Auszug =>
--- --- ---
Bürgermeisterin in Petrosawodsk

Allein gegen Einiges Russland

Petrozavodsks Bürgermeisterin Galina Schirschina mit Bürgern. Die Oppositionspolitikerin kämpft gegen Widerstand von allen Seiten.
Petrozavodsks Bürgermeisterin Galina Schirschina mit Bürgern. Die Oppositionspolitikerin kämpft gegen Widerstand von allen Seiten. © Gesine Dornblüth
Von Gesine Dornblüth · 18.08.2015
Die 260.000-Einwohnerstadt Petrozavodsk hat keinen Bürgermeister aus der Kreml-Partei Einiges Russland. Die Menschen wählten vor zwei Jahren Galina Schirschina. Sie ist Mitte 30 und soll jetzt abgesetzt werden - trotz großer Zustimmung in der Bevölkerung.
Montagmorgen. Die öffentliche Planungssitzung der Stadtverwaltung von Petrosawodsk, der Hauptstadt der russischen Teilrepublik Karelien. Bürgermeisterin Galina Schirschina blickt vom Podium in einen riesigen Saal. Etwa 30 Menschen sind da, darunter viele Mitarbeiter. Es geht um die Vorbereitung der Stadt für die Heizsaison. Wie in allen russischen Provinzstädten müssen im Sommer veraltete Rohre überprüft und repariert werden. In Petrosawodsk sei nicht mal die Hälfte der Arbeit getan, sagt der Referent. Und es sei fraglich, ob alle Häuser im Herbst an die Warmwasserversorgung angeschlossen werden könnten. Schirschina verschränkt die Arme vor der Brust, guckt aus dem Fenster. Der Onegasee liegt an diesem Tag trübe und regenverhangen da.
Ein Mann tritt ans Mikrophon. Er wirft der Bürgermeisterin vor, Entscheidungen zu verschleppen. Er ist Abgeordneter des Stadtrates. Schirschina kontert: Die Stadtverwaltung habe alle Arbeit getan und eine Vorlage erarbeitet. Jetzt seien die Abgeordneten am Zug, sie müssten über die Vorlage abstimmen, das solle er doch bitte bedenken.
Es gibt keine weiteren Fragen. Die Bürgermeisterin wünscht allen eine gute Woche und gute Laune. Sie selbst eilt zum nächsten Termin, im Etuikleid, auf hohen Absätzen. Ihr Händedruck ist kräftig. Sie will einen neuen Kindergarten ansehen.
--- --- ---
Aufgabenstellung 1 =>
Ermittle, in wie vielen Zeilen der folgenden Einträge die Zeichenfolge "beige" vorkommt, und gib ausschließlich die Zahl aus.

Einträge zur Positionsbestimmung
--- --- ---
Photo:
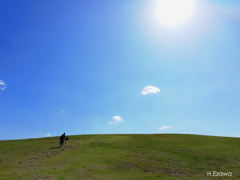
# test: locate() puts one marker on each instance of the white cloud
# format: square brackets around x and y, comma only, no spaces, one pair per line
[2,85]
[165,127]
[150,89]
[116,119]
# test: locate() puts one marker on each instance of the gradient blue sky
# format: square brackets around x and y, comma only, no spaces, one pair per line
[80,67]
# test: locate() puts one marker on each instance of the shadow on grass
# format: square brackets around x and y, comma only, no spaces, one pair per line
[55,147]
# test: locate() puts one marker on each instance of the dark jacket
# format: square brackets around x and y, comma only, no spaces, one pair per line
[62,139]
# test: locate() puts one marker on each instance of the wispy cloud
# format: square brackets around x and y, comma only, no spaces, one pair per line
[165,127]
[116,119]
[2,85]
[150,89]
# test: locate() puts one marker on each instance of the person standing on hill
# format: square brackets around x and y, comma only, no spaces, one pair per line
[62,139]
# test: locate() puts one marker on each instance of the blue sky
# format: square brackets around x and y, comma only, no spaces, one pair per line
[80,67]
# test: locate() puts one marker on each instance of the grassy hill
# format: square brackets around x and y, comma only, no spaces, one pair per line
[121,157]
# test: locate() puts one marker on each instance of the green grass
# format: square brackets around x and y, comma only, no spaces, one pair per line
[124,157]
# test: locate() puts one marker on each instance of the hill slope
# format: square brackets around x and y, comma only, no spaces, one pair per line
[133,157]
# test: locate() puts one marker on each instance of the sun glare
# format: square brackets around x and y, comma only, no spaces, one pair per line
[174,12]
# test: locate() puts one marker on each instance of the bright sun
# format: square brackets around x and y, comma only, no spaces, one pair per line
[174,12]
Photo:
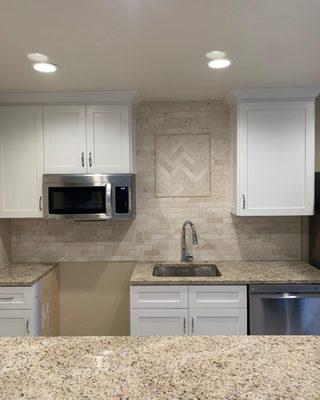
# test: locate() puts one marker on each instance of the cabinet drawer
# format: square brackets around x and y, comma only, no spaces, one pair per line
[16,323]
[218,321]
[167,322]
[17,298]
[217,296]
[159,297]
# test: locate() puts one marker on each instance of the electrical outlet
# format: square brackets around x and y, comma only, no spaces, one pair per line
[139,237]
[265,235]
--- --- ---
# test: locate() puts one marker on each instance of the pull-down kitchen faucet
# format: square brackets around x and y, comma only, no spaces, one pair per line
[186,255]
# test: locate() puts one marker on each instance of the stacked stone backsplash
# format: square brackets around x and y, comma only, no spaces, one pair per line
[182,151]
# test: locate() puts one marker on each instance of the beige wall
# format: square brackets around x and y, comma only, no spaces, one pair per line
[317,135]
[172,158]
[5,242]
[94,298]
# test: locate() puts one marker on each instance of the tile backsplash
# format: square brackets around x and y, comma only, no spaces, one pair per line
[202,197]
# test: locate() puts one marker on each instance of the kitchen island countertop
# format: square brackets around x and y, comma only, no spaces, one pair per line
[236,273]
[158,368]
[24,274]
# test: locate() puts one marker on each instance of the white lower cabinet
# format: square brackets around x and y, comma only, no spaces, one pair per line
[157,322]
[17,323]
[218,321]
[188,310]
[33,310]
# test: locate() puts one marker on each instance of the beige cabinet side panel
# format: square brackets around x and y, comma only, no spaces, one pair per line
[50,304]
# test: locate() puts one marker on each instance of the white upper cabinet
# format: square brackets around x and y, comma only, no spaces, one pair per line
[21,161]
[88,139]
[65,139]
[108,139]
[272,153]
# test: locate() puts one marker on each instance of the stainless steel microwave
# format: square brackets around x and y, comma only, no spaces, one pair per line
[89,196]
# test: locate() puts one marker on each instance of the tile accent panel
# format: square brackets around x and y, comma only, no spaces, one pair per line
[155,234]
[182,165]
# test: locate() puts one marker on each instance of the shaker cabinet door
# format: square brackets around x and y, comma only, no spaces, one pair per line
--- --- ---
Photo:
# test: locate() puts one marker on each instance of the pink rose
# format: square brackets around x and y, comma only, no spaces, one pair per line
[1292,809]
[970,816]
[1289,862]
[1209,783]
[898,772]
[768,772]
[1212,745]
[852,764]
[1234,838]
--- --- ---
Aufgabenstellung 2 =>
Schreibe den Bericht über die Bürgermeisterin von Petrosawodsk im Anschluss an seinen letzten Satz weiter.

Ergebnis 1 =>
2

Ergebnis 2 =>
In das Amt kam Schirschina zufällig
Galina Schirschina ist seit zwei Jahren Bürgermeisterin. Seitdem hat sie vor allem mit Problemen zu tun. In das Amt kam sie eher zufällig. Die Kandidatin der Oppositionspartei Jabloko war kurz vor der Wahl von der Teilnahme ausgeschlossen worden. Schirschina war die Reservekandidatin, parteilos. Sie war 34 Jahre alt, eine Psychologin, ohne jede Verwaltungserfahrung. Trotzdem erhielt sie 40 Prozent der Stimmen. Der Kreml-Kandidat bekam nur die Hälfte. Kaum im Amt, strich Schirschina die Feier zu ihrer Amtseinführung. Auch die Neujahrsparty der Stadtverwaltung fiel dem Rotstift zum Opfer. Und Schirschina setzt auf Transparenz. Zusätzlich zu den öffentlichen Sitzungen nimmt sie jede Woche eine Videobotschaft auf. Aber sie hat die Mehrheit des Stadtrates gegen sich. Und den Gouverneur der Republik Karelien. Er wurde von Präsident Putin direkt eingesetzt.
"Mein Leben ist nicht leicht. Wenn ich gefragt werde, ob es leicht ist, als Frau Bürgermeister zu sein, sage ich, es ist kein Unterschied, ob Mann oder Frau. Schwierig ist dagegen, denn Sinn einiger Handlungen nicht zu verstehen, die andere tätigen."
Der Fahrer biegt in einen Hof ein. Nagelneues Spielgerät steht da, Rutschen, Klettergerüste, Wippen. Aber keine Kinder.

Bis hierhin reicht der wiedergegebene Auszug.